Dataset rows on where objects are found:
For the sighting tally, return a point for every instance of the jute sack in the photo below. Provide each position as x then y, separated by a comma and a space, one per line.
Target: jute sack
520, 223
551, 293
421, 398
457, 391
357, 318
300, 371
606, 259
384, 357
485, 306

● Task details
Can you set down every line of the listing above again, word for word and number for number, with nothing changed?

● Completed task
For the sighting tally, return a point for every instance of the jute sack in the photo below. Provide each position as x then y, separated by a comma and a space, one per line.
Target: jute sack
520, 223
551, 293
421, 398
457, 391
357, 318
300, 371
606, 259
384, 357
485, 306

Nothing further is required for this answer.